In the text on teaching essay writing, what key difference between English in KS2 and English in KS3 and beyond was noted during the work with CLPE on their reading scale?
— BEGIN Reading passage —
Three recent conversations:
Conversation on an EMC course:
Teacher: Our students are quite good at the E and E. The problem is P. They’re really not very good at P.
Conversation in an F.E. College:
Teacher: We now have a seven-letter acronym to remind students what to put into a critical paragraph.
Me: Wow. What do all the letters stand for?
Teacher (shrugs): Can’t remember them myself. Which is why I won’t be using it with my classes. I don’t even like PEE really, but how else can you teach paragraphing?Conversation with top set year 7:
Yr 7a: We hate PEAL. Especially ‘A’
Me: What’s ‘A’?
Yr 7a: Analyse. Analyse is tedious.
Yr 7b: We don’t do ‘A’. We don’t really get ‘A’.
Yr 7c: ‘A’ on poetry is the worst. I mean, who does that to a poem?
Yr 7a: You do training with teachers. Please, train them to stop using PEAL!
These three conversations suggest some fundamental issues that need addressing when teaching essay writing. First, are we teaching too much formal essay writing too early? Second, are we confusing students about what they need to do? Third, how helpful are acronyms and highly formalised writing constraints, and what other approaches could we use to teach paragraph structure?
In working with CLPE on their reading scale, an increasing emphasis on critical reading is one of the key differences we noted between what English looks like in KS2 and what English looks like in KS3 and beyond. Analysing a text requires higher order thinking skills and pupils need time and thoughtful teaching to develop these skills. There isn’t much point in teaching a pupil to write a critical paragraph before they have something substantial to say about the text.
A formal essay is also a strange beast, full of unfamiliar conventions, which presents many challenges to the average Year 7. Those of us ancient enough to remember when AQA gave students the option of responding orally to one of their GCSE coursework texts may well remember that many achieved a grade higher in that piece than in any of their written essays. Research by Fiona English in Student Writing and Genre suggests that even undergraduates develop and express their ideas better when given forms other than the traditional essay in which to do so. Giving students other ways to develop and express their ideas about texts before they try to get a handle on the formal essay might work better, for example through oral work, transformative writing, writing without an imposed structure, hot seating and so on. If you haven’t already read it, you might be interested in Richard Long’s blog in which he explains how he used blogging to develop his students’ critical reading.
Meanwhile, you can be training your students to think like critics whether they are discussing a text, responding orally, or in writing. If they make a point and you ask them to explain what it was in the text that made them respond as they did, or prompt them to ‘tell me more about that’, or open them up to the idea of different readings with ‘what do other people think about that?’ or ask 'how does that fit in with what you've noticed about the whole text?' you are training them to think like critics. Sometimes you will have done this in discussion and sometimes they will have been asked to write their response. For some ideas about how to prompt this kind of thinking and how to use exploratory writing, see Barbara Bleiman’s blog.
— END Reading passage —
— BEGIN Items —
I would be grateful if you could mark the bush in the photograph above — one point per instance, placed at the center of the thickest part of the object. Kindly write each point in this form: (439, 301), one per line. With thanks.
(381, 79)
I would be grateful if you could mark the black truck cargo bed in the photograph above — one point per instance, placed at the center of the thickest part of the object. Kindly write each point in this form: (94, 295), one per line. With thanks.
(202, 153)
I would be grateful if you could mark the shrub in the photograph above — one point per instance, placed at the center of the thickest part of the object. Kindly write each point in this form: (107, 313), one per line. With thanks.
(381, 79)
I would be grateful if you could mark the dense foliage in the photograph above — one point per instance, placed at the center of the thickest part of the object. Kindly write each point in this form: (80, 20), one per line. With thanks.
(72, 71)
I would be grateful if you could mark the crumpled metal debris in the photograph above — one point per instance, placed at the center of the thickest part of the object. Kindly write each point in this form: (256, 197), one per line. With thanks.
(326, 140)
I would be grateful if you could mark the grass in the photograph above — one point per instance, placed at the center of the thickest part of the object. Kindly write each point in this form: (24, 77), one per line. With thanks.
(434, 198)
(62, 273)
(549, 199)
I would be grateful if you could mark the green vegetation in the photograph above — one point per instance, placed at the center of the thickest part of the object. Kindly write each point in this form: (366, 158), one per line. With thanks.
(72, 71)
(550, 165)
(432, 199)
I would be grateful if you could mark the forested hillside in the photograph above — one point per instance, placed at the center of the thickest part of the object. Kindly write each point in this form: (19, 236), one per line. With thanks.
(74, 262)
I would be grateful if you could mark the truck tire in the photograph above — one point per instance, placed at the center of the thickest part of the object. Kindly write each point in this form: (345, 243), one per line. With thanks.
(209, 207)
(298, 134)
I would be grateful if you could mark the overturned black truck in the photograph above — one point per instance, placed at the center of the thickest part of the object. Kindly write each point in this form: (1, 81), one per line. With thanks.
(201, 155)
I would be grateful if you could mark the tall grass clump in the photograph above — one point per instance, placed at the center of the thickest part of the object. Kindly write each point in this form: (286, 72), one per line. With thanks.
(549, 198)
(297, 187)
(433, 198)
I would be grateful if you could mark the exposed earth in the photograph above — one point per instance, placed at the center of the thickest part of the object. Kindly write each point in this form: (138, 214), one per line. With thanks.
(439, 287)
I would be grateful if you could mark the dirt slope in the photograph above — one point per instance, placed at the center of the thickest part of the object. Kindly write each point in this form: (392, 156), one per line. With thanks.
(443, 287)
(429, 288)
— END Items —
▶ **Exercise solution**
An increasing emphasis on critical reading.